** Start of DATA SHOWN **
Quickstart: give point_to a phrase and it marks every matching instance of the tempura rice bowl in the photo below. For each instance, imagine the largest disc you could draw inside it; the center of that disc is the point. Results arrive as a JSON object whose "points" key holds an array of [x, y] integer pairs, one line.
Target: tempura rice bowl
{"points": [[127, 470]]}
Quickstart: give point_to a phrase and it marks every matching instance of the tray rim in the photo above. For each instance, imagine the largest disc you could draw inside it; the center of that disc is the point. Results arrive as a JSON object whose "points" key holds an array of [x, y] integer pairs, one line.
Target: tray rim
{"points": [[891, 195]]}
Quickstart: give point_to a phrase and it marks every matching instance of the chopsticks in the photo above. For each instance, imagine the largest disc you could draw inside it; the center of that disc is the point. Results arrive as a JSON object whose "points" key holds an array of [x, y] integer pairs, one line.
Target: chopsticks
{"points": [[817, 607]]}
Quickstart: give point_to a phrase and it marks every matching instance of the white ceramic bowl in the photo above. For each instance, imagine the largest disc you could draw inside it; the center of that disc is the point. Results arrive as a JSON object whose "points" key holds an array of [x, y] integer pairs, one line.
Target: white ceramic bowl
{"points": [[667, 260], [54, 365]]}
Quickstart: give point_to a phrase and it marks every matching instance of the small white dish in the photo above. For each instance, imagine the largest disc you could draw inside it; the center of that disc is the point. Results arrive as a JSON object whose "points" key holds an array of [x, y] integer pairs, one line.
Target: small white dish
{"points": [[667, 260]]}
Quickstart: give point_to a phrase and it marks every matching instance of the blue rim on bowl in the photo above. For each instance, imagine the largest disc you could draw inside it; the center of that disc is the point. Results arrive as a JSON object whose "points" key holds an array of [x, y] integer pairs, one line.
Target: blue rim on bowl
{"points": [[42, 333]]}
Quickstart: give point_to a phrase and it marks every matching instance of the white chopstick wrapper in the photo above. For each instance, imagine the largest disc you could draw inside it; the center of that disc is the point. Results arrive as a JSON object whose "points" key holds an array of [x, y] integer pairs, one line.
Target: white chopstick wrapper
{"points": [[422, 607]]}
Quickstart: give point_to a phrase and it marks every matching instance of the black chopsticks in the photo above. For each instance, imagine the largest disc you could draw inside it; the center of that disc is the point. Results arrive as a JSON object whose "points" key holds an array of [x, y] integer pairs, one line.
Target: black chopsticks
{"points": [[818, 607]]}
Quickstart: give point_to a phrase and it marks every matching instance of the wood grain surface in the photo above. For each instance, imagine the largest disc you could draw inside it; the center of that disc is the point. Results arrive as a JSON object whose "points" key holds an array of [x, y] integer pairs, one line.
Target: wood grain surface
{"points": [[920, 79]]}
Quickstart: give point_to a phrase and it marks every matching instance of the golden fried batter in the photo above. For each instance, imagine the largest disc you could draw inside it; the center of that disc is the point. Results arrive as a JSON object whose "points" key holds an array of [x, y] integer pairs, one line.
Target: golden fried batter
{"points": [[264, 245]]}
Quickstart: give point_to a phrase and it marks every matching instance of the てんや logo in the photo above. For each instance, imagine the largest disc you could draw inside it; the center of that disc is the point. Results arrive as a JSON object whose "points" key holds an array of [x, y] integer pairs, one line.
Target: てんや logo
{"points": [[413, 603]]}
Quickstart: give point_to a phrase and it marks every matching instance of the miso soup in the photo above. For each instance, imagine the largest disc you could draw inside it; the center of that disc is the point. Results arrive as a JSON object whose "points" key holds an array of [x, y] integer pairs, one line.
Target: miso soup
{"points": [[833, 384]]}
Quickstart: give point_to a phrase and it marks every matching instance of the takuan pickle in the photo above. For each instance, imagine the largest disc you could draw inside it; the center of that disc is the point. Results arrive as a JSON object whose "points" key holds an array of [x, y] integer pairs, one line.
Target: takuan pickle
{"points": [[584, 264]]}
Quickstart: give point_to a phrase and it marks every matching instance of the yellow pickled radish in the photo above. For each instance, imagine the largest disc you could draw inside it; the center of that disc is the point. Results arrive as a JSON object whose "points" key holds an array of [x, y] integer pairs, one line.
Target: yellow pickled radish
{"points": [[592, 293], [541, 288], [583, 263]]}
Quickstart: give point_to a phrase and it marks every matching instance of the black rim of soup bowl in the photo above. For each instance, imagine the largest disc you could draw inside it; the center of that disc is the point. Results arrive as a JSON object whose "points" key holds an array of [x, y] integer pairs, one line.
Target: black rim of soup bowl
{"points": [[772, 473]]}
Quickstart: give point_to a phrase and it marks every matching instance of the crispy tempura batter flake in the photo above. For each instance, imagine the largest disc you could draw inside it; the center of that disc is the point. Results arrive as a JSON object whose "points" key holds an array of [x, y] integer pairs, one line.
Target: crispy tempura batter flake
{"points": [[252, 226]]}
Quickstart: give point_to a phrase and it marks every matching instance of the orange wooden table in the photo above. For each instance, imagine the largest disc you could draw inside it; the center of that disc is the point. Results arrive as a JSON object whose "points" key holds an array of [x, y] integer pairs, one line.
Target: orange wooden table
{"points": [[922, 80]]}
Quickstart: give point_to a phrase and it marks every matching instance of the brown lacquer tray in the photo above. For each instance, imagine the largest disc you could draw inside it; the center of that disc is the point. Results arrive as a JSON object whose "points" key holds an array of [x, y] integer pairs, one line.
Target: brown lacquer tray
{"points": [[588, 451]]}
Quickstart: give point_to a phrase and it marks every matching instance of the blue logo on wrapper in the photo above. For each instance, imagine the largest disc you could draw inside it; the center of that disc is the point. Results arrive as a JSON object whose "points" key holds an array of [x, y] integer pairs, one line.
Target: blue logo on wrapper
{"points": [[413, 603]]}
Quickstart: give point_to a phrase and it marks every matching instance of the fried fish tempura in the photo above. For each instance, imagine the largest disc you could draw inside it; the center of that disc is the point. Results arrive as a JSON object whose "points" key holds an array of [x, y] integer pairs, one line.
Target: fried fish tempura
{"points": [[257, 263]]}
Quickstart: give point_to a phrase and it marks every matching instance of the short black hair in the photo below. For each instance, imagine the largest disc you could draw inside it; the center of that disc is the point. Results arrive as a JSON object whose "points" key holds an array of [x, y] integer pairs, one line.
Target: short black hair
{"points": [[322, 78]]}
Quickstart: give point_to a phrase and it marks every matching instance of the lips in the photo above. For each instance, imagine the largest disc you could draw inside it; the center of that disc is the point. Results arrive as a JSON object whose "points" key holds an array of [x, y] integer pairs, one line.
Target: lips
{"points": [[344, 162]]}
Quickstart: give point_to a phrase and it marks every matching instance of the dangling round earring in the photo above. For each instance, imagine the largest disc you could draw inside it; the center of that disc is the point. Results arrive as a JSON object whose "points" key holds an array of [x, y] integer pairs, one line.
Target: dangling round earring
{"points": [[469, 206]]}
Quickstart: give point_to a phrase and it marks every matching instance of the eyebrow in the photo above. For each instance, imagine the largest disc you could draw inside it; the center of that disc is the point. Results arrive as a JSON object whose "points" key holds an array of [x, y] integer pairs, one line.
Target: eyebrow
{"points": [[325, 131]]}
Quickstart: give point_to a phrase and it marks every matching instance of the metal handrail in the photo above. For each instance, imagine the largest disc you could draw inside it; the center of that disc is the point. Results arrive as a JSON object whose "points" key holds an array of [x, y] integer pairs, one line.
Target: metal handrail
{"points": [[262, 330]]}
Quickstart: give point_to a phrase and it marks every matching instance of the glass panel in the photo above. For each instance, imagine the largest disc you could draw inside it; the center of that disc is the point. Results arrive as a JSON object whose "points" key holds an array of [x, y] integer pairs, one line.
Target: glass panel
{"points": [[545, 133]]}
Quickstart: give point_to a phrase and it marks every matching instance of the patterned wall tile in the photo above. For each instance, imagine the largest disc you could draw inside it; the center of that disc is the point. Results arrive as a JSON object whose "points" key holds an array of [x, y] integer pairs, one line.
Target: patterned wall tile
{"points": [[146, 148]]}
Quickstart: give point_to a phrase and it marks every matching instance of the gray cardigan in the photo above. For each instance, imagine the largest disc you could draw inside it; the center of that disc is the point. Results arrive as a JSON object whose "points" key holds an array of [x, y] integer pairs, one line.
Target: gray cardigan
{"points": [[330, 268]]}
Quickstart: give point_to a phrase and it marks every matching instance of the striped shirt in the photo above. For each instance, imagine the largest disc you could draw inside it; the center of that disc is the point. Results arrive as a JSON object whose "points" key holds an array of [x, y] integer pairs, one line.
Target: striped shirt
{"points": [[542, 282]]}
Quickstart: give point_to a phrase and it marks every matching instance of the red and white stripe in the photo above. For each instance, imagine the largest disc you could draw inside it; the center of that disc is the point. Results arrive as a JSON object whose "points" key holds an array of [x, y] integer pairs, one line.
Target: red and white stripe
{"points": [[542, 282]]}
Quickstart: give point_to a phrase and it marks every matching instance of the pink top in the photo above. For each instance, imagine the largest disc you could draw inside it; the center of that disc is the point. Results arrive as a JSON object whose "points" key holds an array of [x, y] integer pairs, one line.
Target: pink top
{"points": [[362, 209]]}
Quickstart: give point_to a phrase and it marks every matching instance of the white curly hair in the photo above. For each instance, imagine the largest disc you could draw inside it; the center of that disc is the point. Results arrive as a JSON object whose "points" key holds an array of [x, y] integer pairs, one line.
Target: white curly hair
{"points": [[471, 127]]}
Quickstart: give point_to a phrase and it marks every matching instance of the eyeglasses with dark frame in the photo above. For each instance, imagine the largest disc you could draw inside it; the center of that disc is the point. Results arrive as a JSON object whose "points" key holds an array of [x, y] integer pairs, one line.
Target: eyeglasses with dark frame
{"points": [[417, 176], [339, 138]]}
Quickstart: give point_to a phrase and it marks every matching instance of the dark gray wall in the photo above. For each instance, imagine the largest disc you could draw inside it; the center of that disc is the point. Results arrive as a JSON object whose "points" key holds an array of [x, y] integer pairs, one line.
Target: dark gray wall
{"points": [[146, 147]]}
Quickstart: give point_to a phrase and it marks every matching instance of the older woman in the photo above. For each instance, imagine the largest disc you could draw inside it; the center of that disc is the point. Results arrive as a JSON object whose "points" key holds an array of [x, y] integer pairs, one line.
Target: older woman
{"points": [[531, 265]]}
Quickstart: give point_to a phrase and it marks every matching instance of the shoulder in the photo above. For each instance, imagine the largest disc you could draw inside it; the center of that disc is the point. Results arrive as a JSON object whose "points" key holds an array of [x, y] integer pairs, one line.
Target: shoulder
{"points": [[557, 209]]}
** End of DATA SHOWN **
▶ [PROBLEM DESCRIPTION]: Write out exactly the lines of the entries above that run from the line containing "of the dark" through the last line, including both.

▶ [FINAL RESULT]:
Quickstart: give point_to a phrase and it marks every matching instance of the dark gray wall in the photo above. For each instance, imagine the largest disc you could draw inside it; the center of that disc is the point. Results arrive as a JSON object whose "points" key holds an array of [x, y] integer pairs, one line.
Target: dark gray wall
{"points": [[146, 147]]}
Quickstart: give point_to a phrase and it marks every matching instance of the older woman in the photo above. For each instance, imagine the largest disc you could draw inside it; the center of that disc is the point. Results arrive as a JSON object whose "points" key holds an array of [x, y] integer pairs, one line.
Target: older woman
{"points": [[531, 265]]}
Quickstart: give point_to a phrase and it marks every matching instance of the shoulder in the photo above. For each instance, imagine the largest disc you could draw inside it; the center of that disc is the point. Results arrive as a JSON object whose "points" key holds an array of [x, y] integer pairs, one line.
Target: shoulder
{"points": [[557, 209]]}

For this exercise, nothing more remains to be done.